A simple and satisfying Spanish tortilla with crispy edges and tender potatoes, perfect for brunch or a light dinner. This recipe balances textures and flavors with easy-to-find ingredients.

Ingredients

Scale
  • 1 pound (450 grams) Yukon Gold or any waxy potatoes
  • 6 large eggs, room temperature
  • 1 medium yellow onion, thinly sliced
  • ⅓ cup (80 ml) extra virgin olive oil
  • 1 teaspoon salt, or to taste (sea salt or kosher salt preferred)
  • Freshly ground black pepper, optional

Instructions

  1. Peel and slice the potatoes into thin, even slices about ⅛ inch (3 mm) thick. Rinse briefly in cold water to remove excess starch, then drain well.
  2. Heat olive oil in a 10-inch non-stick skillet over medium heat. Add sliced potatoes and onions, season lightly with salt. Cook gently for about 15 minutes, stirring occasionally, until potatoes are tender but not browned.
  3. Use a slotted spoon to transfer potatoes and onions to a colander over a bowl to drain excess oil.

Objective A >>
Write out the rows again, starting at the row that contains "Expected: for every instance of the tile" and continuing through the last of the stored rows, with their requests included and every x and y coordinate in the answers multiplied by 2.55 and rounded to a whole number, halves rounding up.
The recipe text and the rows that follow have no connection to each other.

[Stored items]

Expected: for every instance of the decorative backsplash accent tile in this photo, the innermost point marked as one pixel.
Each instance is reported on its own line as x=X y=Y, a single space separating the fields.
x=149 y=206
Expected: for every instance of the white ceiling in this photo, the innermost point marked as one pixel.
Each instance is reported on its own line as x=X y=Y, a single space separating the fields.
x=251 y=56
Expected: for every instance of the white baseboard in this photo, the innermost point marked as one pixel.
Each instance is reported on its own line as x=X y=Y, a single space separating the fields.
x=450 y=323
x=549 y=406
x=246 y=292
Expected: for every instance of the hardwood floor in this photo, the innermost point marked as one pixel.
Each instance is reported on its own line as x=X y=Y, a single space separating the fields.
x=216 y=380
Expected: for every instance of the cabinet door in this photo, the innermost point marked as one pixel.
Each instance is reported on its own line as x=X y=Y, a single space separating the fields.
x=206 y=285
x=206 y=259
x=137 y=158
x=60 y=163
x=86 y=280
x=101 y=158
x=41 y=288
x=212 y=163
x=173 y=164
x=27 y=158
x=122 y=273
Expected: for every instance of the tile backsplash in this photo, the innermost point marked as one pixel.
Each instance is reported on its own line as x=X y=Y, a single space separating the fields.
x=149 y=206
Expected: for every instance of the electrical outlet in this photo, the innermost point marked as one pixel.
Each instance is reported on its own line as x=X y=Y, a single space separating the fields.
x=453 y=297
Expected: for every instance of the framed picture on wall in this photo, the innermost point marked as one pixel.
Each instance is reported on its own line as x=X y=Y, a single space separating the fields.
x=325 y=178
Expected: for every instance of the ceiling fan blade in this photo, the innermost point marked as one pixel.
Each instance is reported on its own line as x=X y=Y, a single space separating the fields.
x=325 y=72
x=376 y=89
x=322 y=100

Objective B >>
According to the tortilla recipe, how thick should the potato slices be?

Complete answer A >>
Expected: for every instance of the tile backsplash in this photo, the innermost point marked as one pixel.
Each instance is reported on its own line as x=X y=Y, a single space separating the fields.
x=380 y=525
Expected: for every instance of the electrical outlet in this photo, the innermost point marked as one pixel.
Each instance is reported on its own line as x=X y=Y, a single space separating the fields.
x=1155 y=757
Expected: for every instance of the framed picture on wall in this photo, the innermost point marked as one pixel.
Each instance is reported on its own line as x=X y=Y, a single space separating the fields.
x=829 y=454
Expected: for every instance of the ceiling fan blade in this photo, the innermost point marked as one pixel.
Each instance is reported on its own line as x=X y=Y, a single space separating the fields.
x=829 y=184
x=959 y=227
x=821 y=255

Complete answer B >>
About ⅛ inch (3 mm) thick.